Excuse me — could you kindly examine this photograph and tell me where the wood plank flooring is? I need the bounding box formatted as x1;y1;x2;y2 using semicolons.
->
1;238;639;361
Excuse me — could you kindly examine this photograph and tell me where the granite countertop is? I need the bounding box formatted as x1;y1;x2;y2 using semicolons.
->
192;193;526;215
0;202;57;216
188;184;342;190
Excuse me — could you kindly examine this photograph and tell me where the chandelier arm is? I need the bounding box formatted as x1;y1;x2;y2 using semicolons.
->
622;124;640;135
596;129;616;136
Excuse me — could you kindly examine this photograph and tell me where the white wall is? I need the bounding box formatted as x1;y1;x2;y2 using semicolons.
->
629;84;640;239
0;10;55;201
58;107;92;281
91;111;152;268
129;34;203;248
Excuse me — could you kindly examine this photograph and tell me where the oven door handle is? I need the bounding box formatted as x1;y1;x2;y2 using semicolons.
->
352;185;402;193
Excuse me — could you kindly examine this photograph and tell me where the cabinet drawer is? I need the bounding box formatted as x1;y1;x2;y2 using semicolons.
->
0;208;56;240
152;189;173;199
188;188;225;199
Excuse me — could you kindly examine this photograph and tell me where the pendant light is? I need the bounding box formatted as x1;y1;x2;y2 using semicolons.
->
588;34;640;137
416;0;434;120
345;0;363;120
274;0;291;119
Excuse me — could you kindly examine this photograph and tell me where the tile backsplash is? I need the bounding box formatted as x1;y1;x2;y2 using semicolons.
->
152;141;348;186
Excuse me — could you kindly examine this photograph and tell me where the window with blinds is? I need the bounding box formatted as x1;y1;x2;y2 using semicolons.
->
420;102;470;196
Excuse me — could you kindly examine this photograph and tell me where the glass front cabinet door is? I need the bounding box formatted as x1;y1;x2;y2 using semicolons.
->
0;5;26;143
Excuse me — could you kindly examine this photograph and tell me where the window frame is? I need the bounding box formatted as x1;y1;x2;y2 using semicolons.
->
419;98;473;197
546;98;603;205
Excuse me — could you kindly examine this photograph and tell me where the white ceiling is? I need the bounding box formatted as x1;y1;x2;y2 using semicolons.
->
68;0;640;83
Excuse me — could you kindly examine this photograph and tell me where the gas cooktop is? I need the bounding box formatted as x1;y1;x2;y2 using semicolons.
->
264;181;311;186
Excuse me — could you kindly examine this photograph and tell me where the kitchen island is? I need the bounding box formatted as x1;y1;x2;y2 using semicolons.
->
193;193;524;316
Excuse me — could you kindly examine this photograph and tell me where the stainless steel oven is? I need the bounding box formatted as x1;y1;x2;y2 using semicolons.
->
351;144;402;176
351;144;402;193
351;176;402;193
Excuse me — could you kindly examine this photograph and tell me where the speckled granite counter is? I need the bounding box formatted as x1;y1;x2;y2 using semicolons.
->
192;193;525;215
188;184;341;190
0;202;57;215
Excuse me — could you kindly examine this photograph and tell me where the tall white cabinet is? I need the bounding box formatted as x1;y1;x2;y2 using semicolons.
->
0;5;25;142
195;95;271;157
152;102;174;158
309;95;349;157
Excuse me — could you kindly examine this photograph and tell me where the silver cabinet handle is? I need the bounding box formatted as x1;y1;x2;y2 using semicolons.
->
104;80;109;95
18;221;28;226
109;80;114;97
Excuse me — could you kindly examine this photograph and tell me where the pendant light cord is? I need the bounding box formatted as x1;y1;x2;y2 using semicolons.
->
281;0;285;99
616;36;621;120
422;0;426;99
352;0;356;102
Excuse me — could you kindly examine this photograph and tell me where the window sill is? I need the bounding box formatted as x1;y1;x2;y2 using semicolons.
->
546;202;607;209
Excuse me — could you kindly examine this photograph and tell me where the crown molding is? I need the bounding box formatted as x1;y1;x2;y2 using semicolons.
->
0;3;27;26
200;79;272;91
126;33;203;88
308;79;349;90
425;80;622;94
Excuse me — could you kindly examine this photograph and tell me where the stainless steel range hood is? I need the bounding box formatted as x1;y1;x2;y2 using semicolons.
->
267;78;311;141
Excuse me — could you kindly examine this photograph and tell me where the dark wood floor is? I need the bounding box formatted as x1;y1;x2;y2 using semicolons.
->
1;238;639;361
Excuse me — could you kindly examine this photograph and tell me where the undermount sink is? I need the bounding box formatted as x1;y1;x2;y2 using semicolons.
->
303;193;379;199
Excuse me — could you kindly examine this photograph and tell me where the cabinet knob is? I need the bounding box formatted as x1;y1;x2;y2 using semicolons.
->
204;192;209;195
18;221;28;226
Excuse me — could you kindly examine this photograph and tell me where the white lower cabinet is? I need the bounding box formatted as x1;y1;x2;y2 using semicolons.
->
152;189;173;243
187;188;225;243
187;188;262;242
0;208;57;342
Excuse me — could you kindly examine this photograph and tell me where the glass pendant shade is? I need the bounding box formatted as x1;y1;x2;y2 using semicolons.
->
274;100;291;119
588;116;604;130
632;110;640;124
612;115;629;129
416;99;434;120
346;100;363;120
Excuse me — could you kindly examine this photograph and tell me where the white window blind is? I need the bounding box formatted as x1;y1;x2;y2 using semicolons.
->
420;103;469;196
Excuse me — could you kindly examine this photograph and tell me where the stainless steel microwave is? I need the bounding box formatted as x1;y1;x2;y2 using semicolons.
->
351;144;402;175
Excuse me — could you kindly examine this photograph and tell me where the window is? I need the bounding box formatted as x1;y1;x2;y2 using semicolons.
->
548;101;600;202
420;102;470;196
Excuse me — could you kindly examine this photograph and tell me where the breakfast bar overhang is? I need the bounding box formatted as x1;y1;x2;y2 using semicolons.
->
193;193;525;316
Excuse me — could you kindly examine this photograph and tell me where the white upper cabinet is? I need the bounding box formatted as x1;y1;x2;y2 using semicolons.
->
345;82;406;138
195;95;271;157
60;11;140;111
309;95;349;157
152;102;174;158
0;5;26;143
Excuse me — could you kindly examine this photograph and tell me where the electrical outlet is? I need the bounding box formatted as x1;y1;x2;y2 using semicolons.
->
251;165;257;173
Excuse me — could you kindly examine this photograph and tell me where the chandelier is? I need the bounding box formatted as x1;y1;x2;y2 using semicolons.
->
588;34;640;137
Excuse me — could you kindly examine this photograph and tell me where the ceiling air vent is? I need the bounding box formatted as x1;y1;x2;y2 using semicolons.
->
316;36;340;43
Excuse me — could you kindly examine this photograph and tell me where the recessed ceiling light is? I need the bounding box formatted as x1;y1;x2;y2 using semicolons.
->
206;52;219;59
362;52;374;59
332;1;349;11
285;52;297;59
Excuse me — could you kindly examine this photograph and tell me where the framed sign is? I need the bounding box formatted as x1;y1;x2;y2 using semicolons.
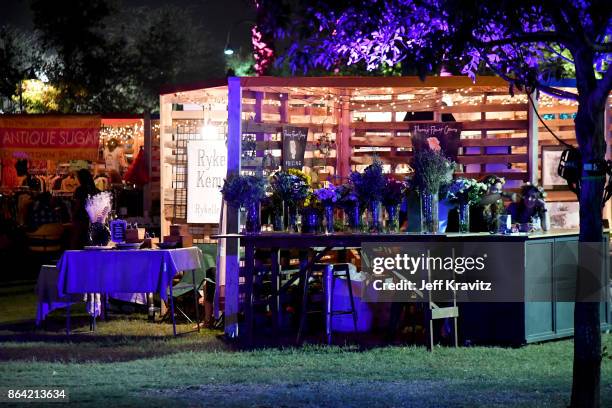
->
282;125;308;169
541;145;567;189
409;122;462;160
187;139;227;224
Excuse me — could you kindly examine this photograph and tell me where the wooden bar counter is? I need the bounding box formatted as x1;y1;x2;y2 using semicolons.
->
215;229;611;346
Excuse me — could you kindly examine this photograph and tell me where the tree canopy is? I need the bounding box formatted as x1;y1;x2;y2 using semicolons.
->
1;0;225;113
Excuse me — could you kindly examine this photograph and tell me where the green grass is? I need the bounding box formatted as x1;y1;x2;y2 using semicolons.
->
0;281;610;407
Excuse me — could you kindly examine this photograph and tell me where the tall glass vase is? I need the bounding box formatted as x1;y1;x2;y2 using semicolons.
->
286;203;299;233
346;204;361;233
421;192;439;234
368;200;382;233
386;204;400;233
458;202;470;233
324;204;334;234
244;201;261;234
273;203;285;231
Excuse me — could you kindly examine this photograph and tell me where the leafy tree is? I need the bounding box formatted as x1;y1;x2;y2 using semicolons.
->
270;1;612;407
29;0;223;113
0;25;43;112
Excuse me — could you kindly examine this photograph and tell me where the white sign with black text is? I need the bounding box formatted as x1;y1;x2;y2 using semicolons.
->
187;139;227;224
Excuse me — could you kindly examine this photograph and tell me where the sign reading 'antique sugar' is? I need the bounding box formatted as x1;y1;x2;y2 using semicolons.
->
0;115;101;161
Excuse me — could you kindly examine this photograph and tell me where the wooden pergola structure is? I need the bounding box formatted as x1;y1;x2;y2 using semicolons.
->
159;75;607;337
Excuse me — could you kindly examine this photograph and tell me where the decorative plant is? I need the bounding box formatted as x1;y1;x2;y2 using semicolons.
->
314;185;338;205
336;183;360;209
270;170;310;206
447;177;489;206
86;191;113;223
382;178;407;206
349;159;386;203
221;174;266;208
412;137;454;194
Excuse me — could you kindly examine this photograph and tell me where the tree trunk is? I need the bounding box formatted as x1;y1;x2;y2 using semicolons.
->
570;99;605;408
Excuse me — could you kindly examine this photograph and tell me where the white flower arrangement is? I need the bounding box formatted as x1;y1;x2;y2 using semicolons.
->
447;177;489;205
85;191;113;223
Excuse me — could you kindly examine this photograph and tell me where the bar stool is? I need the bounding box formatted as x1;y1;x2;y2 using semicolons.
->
324;263;358;345
297;263;358;344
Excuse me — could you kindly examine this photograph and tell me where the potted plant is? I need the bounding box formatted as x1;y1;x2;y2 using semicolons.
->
221;174;266;233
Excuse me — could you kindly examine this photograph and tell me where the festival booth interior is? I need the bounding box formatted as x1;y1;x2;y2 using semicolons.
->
0;114;161;234
159;76;612;345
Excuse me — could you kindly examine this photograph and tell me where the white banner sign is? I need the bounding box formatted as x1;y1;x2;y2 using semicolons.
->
187;139;227;224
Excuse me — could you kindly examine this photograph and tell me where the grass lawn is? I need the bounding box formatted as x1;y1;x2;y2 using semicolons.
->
0;280;610;407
• • • • • • •
### Problem statement
Go line by line through the data, copying each one that contains the word "granite".

### Answer to the exercise
Excuse me — could you kindly examine this photograph and tell me where the granite countertop is? I need the bounding box formatted as x1;y1;x2;y2 using semicolons.
Excuse me — could you kindly examine this photograph and tell me where the speckled granite counter is? I need the bounding box formatted as x1;y1;x2;y2 using semicolons.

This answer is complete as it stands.